Assigned task - Return the records that follow unaltered. Omit every picture.

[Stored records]
- - - - -

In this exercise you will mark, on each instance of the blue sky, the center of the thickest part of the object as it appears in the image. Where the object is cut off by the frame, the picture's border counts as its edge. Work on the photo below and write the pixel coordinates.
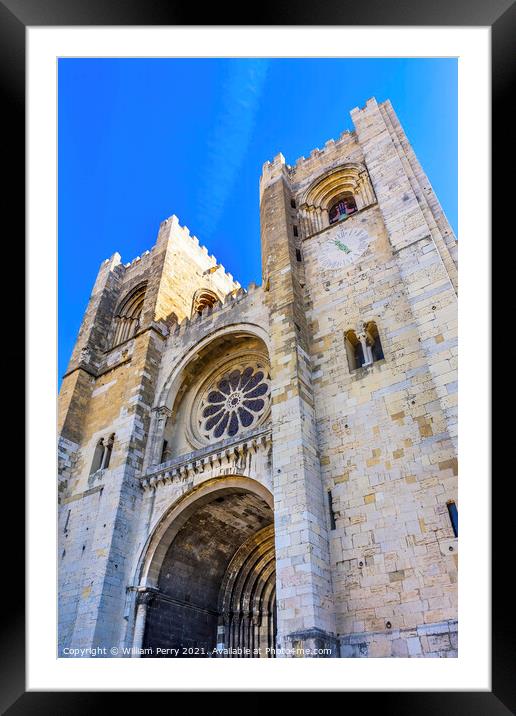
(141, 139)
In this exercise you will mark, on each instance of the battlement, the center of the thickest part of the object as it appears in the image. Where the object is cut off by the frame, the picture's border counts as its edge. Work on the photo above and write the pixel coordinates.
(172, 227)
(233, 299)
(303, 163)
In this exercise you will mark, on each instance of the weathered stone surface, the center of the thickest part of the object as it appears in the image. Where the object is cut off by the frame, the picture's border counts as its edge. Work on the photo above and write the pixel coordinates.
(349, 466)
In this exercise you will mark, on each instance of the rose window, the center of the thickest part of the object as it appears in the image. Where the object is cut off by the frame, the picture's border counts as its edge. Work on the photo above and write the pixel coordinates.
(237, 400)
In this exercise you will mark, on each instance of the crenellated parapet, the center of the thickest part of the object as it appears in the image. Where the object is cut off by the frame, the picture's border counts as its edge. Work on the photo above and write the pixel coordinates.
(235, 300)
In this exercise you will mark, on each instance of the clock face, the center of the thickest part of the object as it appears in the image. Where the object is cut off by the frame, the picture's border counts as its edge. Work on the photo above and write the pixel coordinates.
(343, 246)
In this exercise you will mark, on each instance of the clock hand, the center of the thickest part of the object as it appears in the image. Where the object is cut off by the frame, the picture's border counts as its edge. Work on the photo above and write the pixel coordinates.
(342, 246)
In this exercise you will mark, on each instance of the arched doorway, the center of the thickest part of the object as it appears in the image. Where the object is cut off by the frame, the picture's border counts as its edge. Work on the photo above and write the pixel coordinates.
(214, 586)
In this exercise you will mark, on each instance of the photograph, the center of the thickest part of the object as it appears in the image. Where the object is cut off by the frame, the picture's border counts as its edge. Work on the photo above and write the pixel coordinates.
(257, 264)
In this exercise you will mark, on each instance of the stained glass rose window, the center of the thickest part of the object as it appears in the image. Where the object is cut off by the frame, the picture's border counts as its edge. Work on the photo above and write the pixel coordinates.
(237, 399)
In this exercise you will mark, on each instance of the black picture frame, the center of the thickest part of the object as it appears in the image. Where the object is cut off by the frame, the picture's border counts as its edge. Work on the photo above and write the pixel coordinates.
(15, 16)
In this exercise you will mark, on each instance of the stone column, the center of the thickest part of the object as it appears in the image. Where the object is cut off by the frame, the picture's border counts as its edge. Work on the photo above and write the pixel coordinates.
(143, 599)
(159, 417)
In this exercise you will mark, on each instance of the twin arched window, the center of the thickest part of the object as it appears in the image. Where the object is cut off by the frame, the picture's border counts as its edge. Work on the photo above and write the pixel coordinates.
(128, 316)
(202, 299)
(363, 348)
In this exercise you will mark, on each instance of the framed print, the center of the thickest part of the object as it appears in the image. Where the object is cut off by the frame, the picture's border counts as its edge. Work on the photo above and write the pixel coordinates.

- - - - -

Output of the task -
In this exercise you will mark, on each instance of the blue sky, the center of the thickest part of the object as it appears in the image. Where the object is cut off by the frame, the picture's border counts as its edge. Work on the photo below and write the pixel coordinates.
(141, 139)
In this exercise you will mark, on each instance of the battlement, the center of the thickest part of the object as it appears in the image. Where the object is cut off by the frame, the picture's border counts as its edge. Work on the photo above and write the pixel coordinates.
(172, 227)
(233, 299)
(303, 163)
In this exercise you will mark, on each instance of the weathered stone surface, the center of the thickest part of the object as it appears in the image. Where the object is cut off by the frame, the picture's border counts as its edge. Work on the photo above and write the pixel coordinates.
(349, 466)
In this exercise you will mark, on each instance of the rose window, the center of the thickest part of the object as it appears in the image. Where the object is cut off by the frame, the picture's border counts as its edge. Work on the photo above and write the pixel coordinates.
(237, 400)
In this exercise you will mark, on each instance of the crenellated parapet, the center of the thickest part of the object as it appears in the image. Where the object is cut off by the frame, the picture's border counts as its edge. Work on the photo above and write the pixel coordinates.
(235, 300)
In this exercise you will mark, on each instance of the clock face, the center of the thickest part of the object as it appears in the image. Where the object is cut off by the frame, the picture's border counts as its edge. Work on the photo above and write the pixel coordinates.
(343, 246)
In this exercise you will mark, on each instance of the clock hand, the center of the thickest part of the object as it appears in the image. Where the object is cut off by the frame, the picture's border counts as its edge. Work on the photo above and write the pixel coordinates.
(342, 246)
In this exercise you will mark, on each instance of the arched doorway, the center of the thickest part of the object as it appears in the image. Where the object is cut off by the frame, the picture's border counts as its edge. Work on the photo above and write the pixel coordinates.
(214, 586)
In this exercise you will mark, on each instance of the photograph, the center of the thickest part of the object as it appears in the image. Where the object is cut off by the frame, the picture's border counts as its edge. Work on the photo above and write the pixel coordinates.
(257, 264)
In this exercise you will mark, on each instance of the stained glass rose window, the center of the thickest part of the object as it appears in the image. Where the object is cut off by the frame, the picture's border counts as its edge. Work on the photo above and write the pixel coordinates.
(237, 399)
In this exercise you will mark, on each instance of the black picture frame, the center of the thickest part of the object as it appears in the image. Where the object is cut off by the frame, the picture's border counts as its edge. Work on the photo above and write the pixel coordinates.
(15, 16)
In this exercise you will mark, on each instance of the stone column, the center of the thickest part of the object as it appears in the image. Where the object is cut off by the frame, the picture's border counts as its edge. Work on the photo above and write the pixel coordinates.
(143, 599)
(159, 417)
In this exercise you will mark, on each instance of the twin arched window, the center of the thickest part of the object as it appears in the image. Where the object is cut off by the frame, the picture's border counts as its edge. Work on the photo above and write the pixel coordinates.
(128, 316)
(202, 299)
(363, 348)
In this exercise you will mark, on each instance of the framed print, the center of the thickest part of the object as it appears in the image. Where the object is cut off by the frame, the picture's border counts as its edge. Work on the photo above and write the pixel coordinates.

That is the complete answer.